> [Problem to work on]:
Show every line of the items below that contains the string "light". Case counts.

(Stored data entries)
START
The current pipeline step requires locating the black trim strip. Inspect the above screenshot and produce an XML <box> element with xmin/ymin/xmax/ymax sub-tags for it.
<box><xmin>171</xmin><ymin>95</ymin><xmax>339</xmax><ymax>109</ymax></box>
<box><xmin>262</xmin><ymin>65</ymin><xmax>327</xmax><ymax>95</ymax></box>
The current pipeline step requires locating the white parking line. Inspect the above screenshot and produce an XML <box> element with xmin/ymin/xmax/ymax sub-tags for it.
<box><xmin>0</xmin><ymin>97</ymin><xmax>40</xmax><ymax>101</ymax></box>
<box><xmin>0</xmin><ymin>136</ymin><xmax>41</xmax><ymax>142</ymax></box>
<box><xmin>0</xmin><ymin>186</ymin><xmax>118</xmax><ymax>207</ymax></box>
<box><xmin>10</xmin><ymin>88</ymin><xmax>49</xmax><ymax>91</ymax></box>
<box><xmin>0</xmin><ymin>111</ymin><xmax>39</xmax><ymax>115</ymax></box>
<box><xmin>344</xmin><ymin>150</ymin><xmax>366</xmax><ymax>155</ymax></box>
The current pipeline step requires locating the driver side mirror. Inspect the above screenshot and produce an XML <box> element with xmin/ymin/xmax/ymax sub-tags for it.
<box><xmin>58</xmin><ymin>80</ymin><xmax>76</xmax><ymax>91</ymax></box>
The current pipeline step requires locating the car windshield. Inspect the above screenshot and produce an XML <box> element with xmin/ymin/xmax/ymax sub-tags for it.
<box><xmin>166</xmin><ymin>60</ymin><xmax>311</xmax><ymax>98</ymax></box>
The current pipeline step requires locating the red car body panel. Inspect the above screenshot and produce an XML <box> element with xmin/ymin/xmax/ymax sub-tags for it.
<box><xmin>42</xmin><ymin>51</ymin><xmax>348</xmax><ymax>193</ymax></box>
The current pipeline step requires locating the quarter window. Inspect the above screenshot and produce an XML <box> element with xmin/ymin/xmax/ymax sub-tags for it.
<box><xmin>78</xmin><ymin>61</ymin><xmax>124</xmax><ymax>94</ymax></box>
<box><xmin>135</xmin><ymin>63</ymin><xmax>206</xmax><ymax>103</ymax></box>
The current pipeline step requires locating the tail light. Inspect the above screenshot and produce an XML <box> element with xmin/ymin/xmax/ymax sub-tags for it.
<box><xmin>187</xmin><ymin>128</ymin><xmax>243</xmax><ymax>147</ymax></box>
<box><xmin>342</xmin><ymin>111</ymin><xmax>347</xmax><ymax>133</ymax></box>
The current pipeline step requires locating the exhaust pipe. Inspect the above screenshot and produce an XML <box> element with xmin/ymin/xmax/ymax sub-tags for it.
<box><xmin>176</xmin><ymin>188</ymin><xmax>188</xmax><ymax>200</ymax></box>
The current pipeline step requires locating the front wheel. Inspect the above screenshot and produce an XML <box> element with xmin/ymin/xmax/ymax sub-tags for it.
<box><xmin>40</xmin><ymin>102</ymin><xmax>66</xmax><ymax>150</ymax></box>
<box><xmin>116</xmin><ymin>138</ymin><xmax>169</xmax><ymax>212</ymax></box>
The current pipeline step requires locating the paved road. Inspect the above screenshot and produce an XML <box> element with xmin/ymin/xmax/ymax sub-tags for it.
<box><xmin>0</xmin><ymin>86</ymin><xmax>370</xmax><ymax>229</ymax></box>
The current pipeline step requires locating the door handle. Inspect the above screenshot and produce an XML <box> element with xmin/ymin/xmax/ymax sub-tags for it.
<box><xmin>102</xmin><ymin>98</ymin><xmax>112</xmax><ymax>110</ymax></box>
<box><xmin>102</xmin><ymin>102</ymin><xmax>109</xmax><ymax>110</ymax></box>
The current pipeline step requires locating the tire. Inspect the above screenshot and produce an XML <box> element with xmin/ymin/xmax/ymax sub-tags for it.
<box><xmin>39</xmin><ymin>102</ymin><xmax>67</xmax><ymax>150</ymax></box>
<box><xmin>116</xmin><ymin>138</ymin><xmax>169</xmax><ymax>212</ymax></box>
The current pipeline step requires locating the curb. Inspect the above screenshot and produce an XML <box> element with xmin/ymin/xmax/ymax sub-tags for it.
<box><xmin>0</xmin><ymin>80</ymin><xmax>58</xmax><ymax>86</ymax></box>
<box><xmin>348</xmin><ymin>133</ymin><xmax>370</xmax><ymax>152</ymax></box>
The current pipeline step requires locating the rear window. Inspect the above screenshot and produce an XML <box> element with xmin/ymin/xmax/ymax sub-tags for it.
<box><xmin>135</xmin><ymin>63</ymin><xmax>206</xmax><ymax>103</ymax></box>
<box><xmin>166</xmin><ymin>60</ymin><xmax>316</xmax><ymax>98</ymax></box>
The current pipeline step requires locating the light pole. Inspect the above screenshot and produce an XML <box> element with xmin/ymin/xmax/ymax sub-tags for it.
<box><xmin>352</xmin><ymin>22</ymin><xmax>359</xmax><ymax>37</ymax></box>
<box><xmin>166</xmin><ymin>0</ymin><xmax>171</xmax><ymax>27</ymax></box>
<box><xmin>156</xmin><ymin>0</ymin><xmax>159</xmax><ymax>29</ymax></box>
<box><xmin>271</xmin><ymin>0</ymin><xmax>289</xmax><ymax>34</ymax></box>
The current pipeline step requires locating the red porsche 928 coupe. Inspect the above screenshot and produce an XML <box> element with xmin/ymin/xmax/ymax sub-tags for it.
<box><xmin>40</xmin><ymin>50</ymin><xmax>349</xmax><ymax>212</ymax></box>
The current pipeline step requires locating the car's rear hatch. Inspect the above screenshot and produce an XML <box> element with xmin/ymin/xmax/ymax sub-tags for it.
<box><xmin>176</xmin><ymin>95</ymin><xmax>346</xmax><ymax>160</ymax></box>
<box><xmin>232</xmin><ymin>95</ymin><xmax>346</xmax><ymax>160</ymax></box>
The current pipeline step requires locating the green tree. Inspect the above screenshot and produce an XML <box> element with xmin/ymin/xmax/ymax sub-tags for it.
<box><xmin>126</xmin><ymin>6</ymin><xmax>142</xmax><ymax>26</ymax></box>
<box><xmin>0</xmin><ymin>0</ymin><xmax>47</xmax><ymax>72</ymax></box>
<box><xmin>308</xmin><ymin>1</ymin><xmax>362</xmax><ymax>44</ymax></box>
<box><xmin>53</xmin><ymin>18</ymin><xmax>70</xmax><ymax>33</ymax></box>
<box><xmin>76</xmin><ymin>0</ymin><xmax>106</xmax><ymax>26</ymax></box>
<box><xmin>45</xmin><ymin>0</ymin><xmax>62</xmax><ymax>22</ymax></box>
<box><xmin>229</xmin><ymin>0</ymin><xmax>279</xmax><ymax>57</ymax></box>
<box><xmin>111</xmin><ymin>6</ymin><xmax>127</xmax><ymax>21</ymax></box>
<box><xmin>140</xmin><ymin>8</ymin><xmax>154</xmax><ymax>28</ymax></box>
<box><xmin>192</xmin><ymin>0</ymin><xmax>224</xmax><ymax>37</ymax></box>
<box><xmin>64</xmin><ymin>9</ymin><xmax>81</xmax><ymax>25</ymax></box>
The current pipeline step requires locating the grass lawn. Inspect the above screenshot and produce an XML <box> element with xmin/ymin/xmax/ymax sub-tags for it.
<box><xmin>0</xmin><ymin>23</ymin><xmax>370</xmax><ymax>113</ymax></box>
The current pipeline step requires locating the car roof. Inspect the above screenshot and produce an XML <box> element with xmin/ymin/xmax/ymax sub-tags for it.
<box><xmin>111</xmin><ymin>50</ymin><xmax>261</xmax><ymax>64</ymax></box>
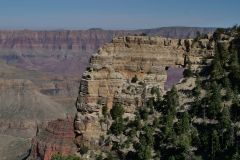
END
> [Written response]:
The current pipeline step requires locating the tail light. Inspect the above screenshot and produce an XML <box> element with xmin/ymin/xmax/ymax sub-tags for it.
The current pipeline step requires locating the light pole. Inspect the above screenshot and produce an XML <box> element with xmin/ymin/xmax/ymax sub-tags for it.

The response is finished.